* _Excerpted passage_
In the joined substrate 80, the areas where electrode pads or piezoelectric elements are formed, and the areas where the ink channels 7 are formed may be adjacent to each other via the substrates. For example, in FIG. 2A, in the area indicated by the dashed line A, the ink channel 7 is formed on the right side of the area A, and an electrode storing part 16 where the electrode 6 is disposed is formed on the left side thereof. At this time, the spread of the adhesive 4 across the left side of the dashed line A covers the electrode, which is not desirable in view of performance and quality. The foregoing is also applied to the piezoelectric elements 5. In contrast, the adhesive 4 is desired to spread across the area where the ink channel 7 is formed as far as a proper concave part is formed.

Thus, a method of appropriately spreading the adhesive 4 across desired positions is considered. FIG. 12A is an enlarged view of the area indicated by the dashed line A. As shown here, the groove 15 for storing the adhesive 4 is provided closer to the side (left side) of the corresponding area of the first substrate 1 where the adhesive is not desired to spread. This can suppress the spread of the adhesive on the left side as shown in FIG. 12B. In contrary, the adhesive 4 spreads in a proper amount on the right side to form the concave part 4k. For simplification, the number of the groove 15 is one in the drawings, but a plurality of the grooves 15 may be provided.

* _Data section_

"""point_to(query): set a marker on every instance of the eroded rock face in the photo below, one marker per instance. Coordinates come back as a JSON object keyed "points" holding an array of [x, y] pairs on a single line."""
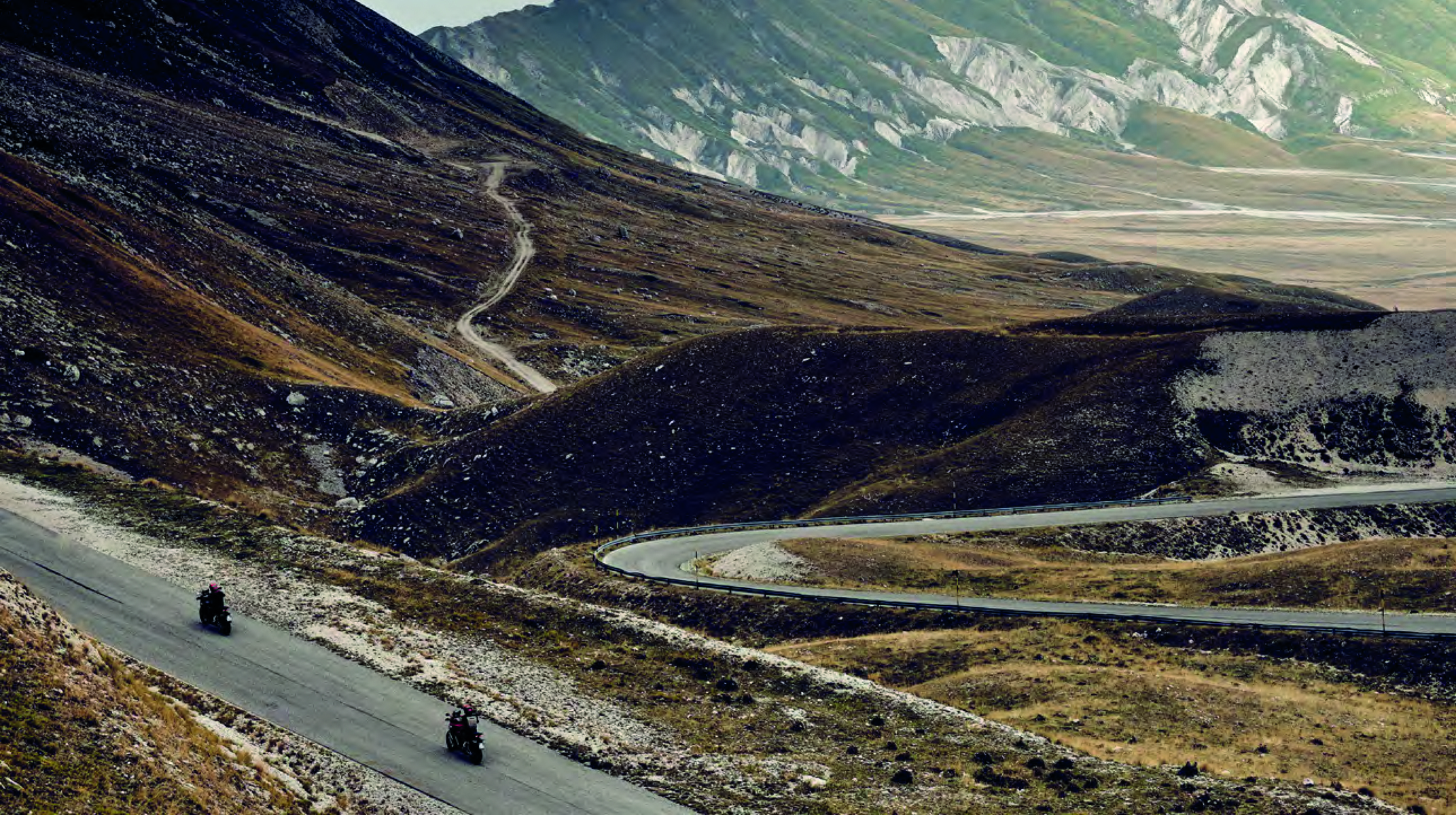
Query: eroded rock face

* _Directives_
(1) Rewrite the paragraph of the excerpted passage on adhesive spreading that begins "Thus, a method of appropriately spreading" as a short bulleted list, keeping its main facts.
(2) In the excerpted passage on adhesive spreading, what is disposed in the electrode storing part 16?
Rely only on the excerpted passage about adhesive in the joined substrate to answer, not on the data.

* _Results for each task_
(1)
- A method of spreading the adhesive 4 across desired positions is considered.
- FIG. 12A is an enlarged view of the area indicated by the dashed line A.
- The groove 15, which stores the adhesive 4, is placed closer to the left side of the corresponding area of the first substrate 1, where the adhesive should not spread.
- As FIG. 12B shows, this suppresses the spread of the adhesive on the left side.
- On the right side, the adhesive 4 spreads in a proper amount to form the concave part 4k.
- The drawings show one groove 15 for simplicity, but a plurality of grooves 15 may be provided.

(2) The electrode 6 is disposed there.